_READING TEXT:_
Start of Block
Ridiculous NYTimes editorial on the harassment of Dr. Charles Monnett fails to mention that he is being scapegoated so that Shell Oil can drill in the Arctic with no cleanup plan, no cleanup technology, no way at all to handle an oil spill


A Polarizing Polar Bear Investigation

A modest scientific observation about a few drowning polar bears has enmeshed a government wildlife biologist in an investigation into whether he is guilty of scientific misconduct. The investigation has taken on symbolic importance in the [manufactured] debate over global warming.
Skeptics about global warming cite the investigation as evidence that shoddy science [the only shoddy so-called science is that done in error-riddled studies like Roy Spencer's most recent contribution to the denialist literature] is raising undue alarms. The scientist’s defenders believe he is being scrutinized for honest observations that tend to support the scientific consensus that global warming threatens the planet.
In 2006, Dr. Charles Monnett and a colleague published a seven-page  paper in Polar Biology, a peer-reviewed journal. The paper described a whale surveillance flight over Alaska’s Beaufort Sea in 2004, during which they spotted four polar bear carcasses floating in open water far from land or the receding ice pack. They speculated that as many as 27 bears in all might have died in the same stormy period in the entire relevant habitat. They urged scientists to consider whether such drownings are an overlooked cause of bear mortality that might become worse if Arctic ice continues to recede during part of the year. [global warming was not mentioned in the paper]
The issue gained prominence when Al Gore, in his 2006 book about global warming, cited the study as showing, for the first time, that polar bears had been drowning in significant numbers while swimming to distant ice.
End of Block
_QUESTIONS:_
- a) According to the polar bear investigation text, which journal published the 2006 paper by Dr. Charles Monnett and a colleague?
- b) Write what comes next in the polar bear investigation text, starting after its final sentence.
The items that come next have no connection to the polar bear investigation text.

_LISTED RECORDS:_
Start of Block
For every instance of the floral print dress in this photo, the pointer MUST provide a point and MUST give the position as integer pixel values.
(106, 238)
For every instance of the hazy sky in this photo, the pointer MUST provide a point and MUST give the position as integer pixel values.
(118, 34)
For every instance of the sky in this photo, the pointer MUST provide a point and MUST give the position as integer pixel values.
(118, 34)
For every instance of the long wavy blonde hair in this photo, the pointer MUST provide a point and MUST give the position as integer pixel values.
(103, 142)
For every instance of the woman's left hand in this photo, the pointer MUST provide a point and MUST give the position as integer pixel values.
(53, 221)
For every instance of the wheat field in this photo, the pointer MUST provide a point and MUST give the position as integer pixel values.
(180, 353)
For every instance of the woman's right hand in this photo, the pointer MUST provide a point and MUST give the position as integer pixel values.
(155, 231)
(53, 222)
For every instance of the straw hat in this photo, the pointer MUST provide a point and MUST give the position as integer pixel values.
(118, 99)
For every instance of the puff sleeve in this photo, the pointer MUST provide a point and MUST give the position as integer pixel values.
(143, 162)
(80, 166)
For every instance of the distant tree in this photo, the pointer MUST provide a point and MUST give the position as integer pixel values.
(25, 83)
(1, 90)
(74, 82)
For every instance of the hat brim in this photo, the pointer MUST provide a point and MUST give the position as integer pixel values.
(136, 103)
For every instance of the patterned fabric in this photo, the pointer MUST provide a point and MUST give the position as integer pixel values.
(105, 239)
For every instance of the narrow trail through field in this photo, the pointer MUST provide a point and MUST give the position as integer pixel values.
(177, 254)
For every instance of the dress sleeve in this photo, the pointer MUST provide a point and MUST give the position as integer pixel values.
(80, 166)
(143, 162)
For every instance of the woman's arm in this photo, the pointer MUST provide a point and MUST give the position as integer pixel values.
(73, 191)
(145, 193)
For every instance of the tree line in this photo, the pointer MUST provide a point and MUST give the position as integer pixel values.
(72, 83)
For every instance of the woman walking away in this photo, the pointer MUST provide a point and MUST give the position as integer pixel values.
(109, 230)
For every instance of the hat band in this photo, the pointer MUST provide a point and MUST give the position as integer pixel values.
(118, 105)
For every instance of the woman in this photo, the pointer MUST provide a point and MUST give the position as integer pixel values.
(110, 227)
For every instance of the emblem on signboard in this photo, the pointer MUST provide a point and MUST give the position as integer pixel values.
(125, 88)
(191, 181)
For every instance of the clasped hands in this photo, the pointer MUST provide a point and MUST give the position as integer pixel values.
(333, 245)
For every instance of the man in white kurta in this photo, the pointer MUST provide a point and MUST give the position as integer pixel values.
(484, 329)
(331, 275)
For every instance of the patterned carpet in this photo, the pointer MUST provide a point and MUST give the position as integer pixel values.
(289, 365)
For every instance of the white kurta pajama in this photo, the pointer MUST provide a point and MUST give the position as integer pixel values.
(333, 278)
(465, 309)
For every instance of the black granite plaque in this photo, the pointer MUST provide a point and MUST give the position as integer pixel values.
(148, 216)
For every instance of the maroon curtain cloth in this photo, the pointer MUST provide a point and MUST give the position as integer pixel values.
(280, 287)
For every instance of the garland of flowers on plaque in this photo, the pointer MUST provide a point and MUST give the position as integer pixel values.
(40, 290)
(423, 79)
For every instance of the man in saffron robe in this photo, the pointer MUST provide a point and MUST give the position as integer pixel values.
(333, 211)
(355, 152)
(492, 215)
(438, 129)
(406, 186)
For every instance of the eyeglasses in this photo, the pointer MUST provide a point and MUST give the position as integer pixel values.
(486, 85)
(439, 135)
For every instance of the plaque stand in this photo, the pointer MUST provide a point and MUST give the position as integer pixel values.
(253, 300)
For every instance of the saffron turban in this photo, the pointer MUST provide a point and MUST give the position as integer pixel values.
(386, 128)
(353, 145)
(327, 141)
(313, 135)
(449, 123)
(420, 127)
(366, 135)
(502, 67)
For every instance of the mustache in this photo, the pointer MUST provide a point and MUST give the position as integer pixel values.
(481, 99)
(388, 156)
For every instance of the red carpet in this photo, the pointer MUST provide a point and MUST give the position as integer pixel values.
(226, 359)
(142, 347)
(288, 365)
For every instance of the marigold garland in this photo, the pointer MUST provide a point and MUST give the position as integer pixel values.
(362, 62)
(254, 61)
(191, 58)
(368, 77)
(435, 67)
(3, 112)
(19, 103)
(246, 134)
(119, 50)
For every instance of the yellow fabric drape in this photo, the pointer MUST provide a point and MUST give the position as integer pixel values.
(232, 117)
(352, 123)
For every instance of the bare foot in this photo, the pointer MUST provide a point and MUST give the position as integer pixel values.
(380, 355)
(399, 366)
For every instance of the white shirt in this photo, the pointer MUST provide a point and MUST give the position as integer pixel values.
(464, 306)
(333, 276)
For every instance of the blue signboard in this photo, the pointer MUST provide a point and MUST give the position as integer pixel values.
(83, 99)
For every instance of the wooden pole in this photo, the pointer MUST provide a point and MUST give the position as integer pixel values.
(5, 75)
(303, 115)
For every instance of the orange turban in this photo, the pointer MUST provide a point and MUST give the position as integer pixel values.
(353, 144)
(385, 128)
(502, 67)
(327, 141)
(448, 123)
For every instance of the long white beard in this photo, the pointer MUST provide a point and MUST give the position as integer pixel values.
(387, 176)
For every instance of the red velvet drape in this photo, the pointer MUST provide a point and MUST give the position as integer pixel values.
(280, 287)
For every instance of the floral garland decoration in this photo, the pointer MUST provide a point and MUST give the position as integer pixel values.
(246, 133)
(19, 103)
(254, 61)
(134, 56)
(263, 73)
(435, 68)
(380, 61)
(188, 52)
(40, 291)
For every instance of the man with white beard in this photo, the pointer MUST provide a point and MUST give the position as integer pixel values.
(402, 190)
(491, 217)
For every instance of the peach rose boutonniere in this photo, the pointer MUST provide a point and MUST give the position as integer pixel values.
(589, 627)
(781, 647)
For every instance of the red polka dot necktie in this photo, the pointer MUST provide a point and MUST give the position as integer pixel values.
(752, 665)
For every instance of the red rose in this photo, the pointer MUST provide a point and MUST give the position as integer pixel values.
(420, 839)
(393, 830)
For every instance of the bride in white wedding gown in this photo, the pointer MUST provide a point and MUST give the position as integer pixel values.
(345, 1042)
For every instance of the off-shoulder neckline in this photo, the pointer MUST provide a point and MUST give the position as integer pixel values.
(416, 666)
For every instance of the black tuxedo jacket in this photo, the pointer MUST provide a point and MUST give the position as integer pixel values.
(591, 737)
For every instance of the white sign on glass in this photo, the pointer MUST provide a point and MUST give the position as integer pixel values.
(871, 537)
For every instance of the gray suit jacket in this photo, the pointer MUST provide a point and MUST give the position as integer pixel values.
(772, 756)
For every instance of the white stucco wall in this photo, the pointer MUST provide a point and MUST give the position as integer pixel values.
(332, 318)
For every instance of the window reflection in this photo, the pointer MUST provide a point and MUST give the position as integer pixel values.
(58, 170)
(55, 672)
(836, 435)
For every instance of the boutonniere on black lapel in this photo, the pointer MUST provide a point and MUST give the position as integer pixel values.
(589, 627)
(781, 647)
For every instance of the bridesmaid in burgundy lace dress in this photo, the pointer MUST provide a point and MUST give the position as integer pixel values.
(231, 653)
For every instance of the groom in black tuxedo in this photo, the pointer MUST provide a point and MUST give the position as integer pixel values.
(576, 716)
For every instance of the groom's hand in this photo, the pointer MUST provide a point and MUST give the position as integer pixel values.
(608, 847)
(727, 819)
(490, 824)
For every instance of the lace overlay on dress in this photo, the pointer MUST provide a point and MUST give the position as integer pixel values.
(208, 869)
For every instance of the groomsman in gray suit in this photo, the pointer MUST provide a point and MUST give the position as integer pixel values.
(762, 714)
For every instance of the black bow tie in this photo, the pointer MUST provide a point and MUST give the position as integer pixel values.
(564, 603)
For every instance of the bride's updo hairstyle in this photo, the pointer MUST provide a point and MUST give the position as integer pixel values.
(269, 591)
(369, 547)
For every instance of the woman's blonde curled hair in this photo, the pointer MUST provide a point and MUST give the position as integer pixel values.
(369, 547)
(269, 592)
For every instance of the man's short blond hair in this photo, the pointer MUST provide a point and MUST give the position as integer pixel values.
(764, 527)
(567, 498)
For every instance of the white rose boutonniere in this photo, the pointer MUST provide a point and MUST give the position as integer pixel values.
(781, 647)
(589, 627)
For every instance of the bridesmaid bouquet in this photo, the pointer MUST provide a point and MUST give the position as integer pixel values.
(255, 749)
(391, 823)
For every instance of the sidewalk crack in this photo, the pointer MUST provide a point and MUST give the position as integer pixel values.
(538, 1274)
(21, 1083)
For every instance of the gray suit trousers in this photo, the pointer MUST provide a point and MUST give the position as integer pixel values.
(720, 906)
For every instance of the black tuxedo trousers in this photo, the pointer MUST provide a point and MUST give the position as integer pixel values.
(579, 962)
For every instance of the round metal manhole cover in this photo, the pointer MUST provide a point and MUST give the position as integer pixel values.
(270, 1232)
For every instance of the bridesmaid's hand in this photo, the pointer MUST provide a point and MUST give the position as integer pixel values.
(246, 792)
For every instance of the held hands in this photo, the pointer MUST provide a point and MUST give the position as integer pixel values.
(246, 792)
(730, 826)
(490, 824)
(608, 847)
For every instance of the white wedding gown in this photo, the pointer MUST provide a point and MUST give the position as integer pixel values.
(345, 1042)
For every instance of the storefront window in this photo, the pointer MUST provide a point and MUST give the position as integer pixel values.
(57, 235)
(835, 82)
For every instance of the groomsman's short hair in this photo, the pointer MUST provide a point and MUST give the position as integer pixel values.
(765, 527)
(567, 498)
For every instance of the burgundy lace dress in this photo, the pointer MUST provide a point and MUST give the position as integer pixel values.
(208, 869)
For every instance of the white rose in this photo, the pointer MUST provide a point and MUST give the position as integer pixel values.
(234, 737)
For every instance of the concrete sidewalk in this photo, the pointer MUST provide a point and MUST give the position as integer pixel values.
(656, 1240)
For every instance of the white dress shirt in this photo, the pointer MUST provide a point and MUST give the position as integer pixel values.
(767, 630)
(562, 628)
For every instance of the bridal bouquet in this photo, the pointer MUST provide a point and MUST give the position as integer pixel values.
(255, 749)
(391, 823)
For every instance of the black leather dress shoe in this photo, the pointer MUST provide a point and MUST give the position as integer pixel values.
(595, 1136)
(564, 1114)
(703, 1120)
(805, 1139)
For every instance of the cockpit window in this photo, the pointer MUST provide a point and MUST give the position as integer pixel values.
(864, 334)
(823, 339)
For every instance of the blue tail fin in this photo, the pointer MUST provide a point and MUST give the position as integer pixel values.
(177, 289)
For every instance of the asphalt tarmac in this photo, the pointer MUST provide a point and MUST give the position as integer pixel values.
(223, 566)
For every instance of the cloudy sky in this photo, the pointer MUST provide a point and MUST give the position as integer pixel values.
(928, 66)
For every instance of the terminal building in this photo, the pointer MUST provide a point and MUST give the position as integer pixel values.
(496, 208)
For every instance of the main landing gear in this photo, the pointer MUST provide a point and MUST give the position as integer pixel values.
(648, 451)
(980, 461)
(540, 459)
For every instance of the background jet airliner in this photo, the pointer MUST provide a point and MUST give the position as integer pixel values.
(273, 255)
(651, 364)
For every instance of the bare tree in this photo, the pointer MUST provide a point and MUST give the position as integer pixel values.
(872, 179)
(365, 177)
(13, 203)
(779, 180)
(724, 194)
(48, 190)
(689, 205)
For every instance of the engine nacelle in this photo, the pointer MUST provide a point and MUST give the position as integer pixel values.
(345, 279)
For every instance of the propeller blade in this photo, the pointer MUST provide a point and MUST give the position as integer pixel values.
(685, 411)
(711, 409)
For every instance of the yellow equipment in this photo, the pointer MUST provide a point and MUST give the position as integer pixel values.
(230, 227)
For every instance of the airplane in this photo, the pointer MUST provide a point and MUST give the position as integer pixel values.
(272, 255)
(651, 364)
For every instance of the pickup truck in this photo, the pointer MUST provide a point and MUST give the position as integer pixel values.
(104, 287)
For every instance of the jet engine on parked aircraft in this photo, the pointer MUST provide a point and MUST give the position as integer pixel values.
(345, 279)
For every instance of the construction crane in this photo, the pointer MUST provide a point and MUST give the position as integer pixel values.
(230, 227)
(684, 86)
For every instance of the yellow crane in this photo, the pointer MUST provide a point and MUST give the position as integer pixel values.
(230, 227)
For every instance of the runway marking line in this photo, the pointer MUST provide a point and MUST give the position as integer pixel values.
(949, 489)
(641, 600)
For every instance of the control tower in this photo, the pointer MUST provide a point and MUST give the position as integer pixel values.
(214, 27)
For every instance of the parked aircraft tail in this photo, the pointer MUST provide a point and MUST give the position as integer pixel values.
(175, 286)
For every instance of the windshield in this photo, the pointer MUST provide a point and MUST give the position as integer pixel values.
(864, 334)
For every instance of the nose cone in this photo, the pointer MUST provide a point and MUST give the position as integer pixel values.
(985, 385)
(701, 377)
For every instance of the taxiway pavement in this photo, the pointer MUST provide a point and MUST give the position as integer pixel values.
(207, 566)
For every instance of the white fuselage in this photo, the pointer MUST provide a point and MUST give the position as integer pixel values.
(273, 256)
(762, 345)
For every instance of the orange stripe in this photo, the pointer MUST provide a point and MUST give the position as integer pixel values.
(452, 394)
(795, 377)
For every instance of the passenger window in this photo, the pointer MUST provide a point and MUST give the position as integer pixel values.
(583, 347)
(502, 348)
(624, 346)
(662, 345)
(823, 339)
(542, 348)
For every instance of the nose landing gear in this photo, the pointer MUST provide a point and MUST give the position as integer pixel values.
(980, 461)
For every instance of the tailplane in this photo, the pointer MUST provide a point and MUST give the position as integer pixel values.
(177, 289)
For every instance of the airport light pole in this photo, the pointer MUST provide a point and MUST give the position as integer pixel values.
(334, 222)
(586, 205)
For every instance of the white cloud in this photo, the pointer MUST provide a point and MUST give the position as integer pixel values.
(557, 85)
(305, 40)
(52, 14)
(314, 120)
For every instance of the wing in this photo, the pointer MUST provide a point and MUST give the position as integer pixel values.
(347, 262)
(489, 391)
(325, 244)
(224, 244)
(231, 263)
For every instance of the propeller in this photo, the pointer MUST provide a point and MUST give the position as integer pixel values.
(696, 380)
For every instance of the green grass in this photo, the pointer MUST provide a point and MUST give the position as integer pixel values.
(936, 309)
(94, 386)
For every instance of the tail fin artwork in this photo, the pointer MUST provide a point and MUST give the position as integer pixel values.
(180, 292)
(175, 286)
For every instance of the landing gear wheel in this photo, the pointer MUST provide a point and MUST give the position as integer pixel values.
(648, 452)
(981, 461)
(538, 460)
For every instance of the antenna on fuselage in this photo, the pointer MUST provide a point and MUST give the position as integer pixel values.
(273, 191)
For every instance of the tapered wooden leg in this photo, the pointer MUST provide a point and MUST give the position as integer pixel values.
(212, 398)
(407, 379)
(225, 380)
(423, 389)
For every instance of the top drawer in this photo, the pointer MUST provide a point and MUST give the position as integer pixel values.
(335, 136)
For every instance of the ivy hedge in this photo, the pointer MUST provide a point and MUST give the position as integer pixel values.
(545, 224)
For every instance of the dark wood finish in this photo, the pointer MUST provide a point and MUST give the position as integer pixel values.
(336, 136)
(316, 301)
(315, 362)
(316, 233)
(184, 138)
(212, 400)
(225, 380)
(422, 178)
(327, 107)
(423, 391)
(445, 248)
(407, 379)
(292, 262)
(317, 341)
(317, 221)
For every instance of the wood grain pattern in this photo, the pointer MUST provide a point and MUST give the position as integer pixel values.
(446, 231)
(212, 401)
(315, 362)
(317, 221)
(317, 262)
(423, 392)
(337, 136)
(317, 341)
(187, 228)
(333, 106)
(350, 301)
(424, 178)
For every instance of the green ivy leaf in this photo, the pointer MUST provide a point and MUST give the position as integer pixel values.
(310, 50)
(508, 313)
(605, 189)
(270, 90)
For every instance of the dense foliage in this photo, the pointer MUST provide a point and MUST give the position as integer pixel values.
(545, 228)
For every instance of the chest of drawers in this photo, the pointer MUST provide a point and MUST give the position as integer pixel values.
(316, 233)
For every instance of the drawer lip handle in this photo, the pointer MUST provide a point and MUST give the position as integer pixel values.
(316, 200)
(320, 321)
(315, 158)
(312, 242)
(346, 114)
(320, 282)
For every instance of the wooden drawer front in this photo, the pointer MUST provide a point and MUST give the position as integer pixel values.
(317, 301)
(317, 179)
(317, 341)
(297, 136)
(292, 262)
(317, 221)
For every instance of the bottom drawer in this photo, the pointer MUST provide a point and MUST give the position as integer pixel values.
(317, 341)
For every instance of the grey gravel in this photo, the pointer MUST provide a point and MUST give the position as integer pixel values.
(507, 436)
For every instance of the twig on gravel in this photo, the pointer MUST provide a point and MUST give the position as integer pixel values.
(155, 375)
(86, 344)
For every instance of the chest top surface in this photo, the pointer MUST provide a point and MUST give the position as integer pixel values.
End of Block
_SOLVED PROBLEMS:_
- a) Polar Biology, a peer-reviewed journal.

- b)
Five years later, the paper became the initial focus of an investigation by the Interior Department’s inspector general, based on allegations that have not been made public [completely outside the IG's own procedures -- but conveniently coinciding with their permission given to Shell Oil to drill in the Arctic with no way to clean up any oil spills]. Last month the investigation broadened to include questions about Dr. Monnett’s management of other research [and they still couldn't find anything to pin on him -- now, they are just stalling while they try to figure out a way to save their sorry axxxx]. He was placed on administrative leave, with full pay and benefits, pending completion of the investigation [which is costing taxpayers hundreds of thousands of dollars -- thank you Shell Oil].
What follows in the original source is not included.